Excerpt Block Start

Using the approach he had described in Dubrovnik, Ed estimated how long ago the five present-day human genomes had shared common ancestors with the human reference genome. He found that the European, Papuan, and Chinese individuals shared common ancestors with the reference genome a little over 500,000 years ago. Adding the San from South Africa to the group pushed the point of divergence back to almost 700,000 years ago. The divergence between the San (and related groups) and other people in Africa and elsewhere was among the deepest seen between present-day people. This put the 830,000 year age estimate for the common ancestor of the Neanderthal and present day-human genomes in perspective: having diverged only 130,000 years earlier, Neanderthals were different from us, but not by a lot.
Such calculations must be treated carefully, as they give one single value for the age to a common ancestor as if that was true for the entire genome. Genomes are not inherited as units, however, which means that each part of an individual’s genome has its own history and therefore its own common ancestor with the genome of any other individual. This is because each person carries two copies of each chromosome and one of these is independently passed on to a child. So each chromosome has its own independent pattern of history—or its own genealogy, if you will. In addition, each chromosome pair exchanges pieces with each other in an intricate molecular dance called recombination that takes place when egg cells and sperm are formed. Therefore, not only does each chromosome in a population have its own genealogy but each piece of each chromosome does, too. Thus, the ages that Ed had calculated for common ancestors with the reference human genome, 830,000 years for the Neanderthal and 700,000 years for the San, represent grand averages across all parts of the genome.

Excerpt Block End

= Requirement =
Continue the excerpt on genome divergence estimates beyond its last sentence.

Excerpted data Block Start

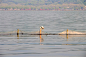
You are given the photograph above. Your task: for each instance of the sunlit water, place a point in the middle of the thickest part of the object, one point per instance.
(48, 45)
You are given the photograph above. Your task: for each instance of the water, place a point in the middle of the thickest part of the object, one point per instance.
(49, 45)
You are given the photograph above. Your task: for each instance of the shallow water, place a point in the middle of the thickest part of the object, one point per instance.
(47, 45)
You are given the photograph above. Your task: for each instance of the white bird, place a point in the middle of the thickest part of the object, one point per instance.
(41, 29)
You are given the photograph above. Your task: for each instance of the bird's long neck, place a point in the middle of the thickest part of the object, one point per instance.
(40, 31)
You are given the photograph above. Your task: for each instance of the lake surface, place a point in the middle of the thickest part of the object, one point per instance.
(48, 45)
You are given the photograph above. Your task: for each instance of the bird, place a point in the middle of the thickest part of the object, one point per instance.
(41, 29)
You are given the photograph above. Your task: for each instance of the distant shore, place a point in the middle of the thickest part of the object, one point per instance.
(42, 10)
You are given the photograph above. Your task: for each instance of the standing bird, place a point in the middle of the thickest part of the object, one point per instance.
(41, 29)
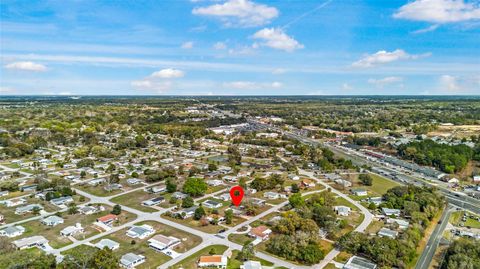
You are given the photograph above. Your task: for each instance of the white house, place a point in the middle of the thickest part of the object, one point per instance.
(130, 260)
(160, 242)
(72, 230)
(140, 232)
(214, 261)
(52, 220)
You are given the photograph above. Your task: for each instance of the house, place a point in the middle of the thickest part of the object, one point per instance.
(108, 219)
(230, 178)
(359, 192)
(391, 212)
(356, 262)
(261, 232)
(113, 187)
(133, 181)
(107, 243)
(179, 195)
(251, 265)
(307, 183)
(52, 220)
(12, 231)
(385, 232)
(72, 230)
(212, 204)
(157, 189)
(140, 232)
(224, 197)
(65, 200)
(402, 224)
(187, 212)
(88, 210)
(29, 242)
(160, 242)
(96, 182)
(153, 201)
(27, 209)
(214, 182)
(375, 200)
(342, 210)
(214, 261)
(14, 202)
(130, 260)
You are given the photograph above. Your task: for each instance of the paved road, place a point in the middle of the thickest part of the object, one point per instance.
(427, 255)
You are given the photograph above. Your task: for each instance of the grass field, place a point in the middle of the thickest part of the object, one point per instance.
(191, 261)
(153, 258)
(135, 199)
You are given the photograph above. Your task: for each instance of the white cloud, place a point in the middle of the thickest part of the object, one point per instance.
(220, 46)
(276, 38)
(251, 85)
(27, 66)
(243, 13)
(439, 11)
(168, 73)
(426, 30)
(151, 85)
(347, 87)
(380, 83)
(450, 83)
(279, 71)
(187, 45)
(383, 57)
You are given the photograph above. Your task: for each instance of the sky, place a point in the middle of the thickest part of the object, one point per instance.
(240, 47)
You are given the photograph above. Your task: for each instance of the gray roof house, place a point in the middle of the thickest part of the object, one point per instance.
(62, 200)
(107, 243)
(27, 209)
(140, 232)
(356, 262)
(52, 220)
(130, 260)
(12, 231)
(29, 242)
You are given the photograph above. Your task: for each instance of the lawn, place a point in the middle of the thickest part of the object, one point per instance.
(191, 261)
(135, 199)
(35, 227)
(234, 263)
(153, 258)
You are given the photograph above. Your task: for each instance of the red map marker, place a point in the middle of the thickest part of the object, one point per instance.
(236, 193)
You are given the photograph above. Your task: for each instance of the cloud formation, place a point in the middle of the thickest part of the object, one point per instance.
(26, 66)
(380, 83)
(439, 11)
(239, 13)
(384, 57)
(251, 85)
(168, 73)
(276, 38)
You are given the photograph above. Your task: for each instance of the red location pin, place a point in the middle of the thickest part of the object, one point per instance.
(236, 193)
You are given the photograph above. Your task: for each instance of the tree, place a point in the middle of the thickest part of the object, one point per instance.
(171, 186)
(296, 200)
(228, 216)
(247, 252)
(188, 202)
(195, 187)
(365, 179)
(199, 213)
(117, 210)
(72, 209)
(104, 259)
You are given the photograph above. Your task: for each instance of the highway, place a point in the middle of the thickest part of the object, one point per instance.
(426, 257)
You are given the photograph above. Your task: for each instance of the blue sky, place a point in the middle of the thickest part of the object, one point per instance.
(240, 47)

Excerpted data Block End

= Response to this exercise =
In fact, when we compared DNA regions from two present-day people with each other, we could easily find regions where they shared a common ancestor just a few tens of thousands of years ago but also regions where they last shared an ancestor 1.5 million years ago. The same was true in a comparison of present-day people with the Neanderthals. So if someone could take a walk down one of my chromosomes and compare it to both a Neanderthal and a reader of this book, that chromosomal pedestrian would find that sometimes I would be more similar to the Neanderthal than to the reader, sometimes the reader would be more similar to the Neanderthal, and sometimes the reader and I would be more similar to each other than to the Neanderthal. Ed’s average simply meant that there are slightly more regions of the genome where the reader and I are more similar to each other than either of us are to the Neanderthal.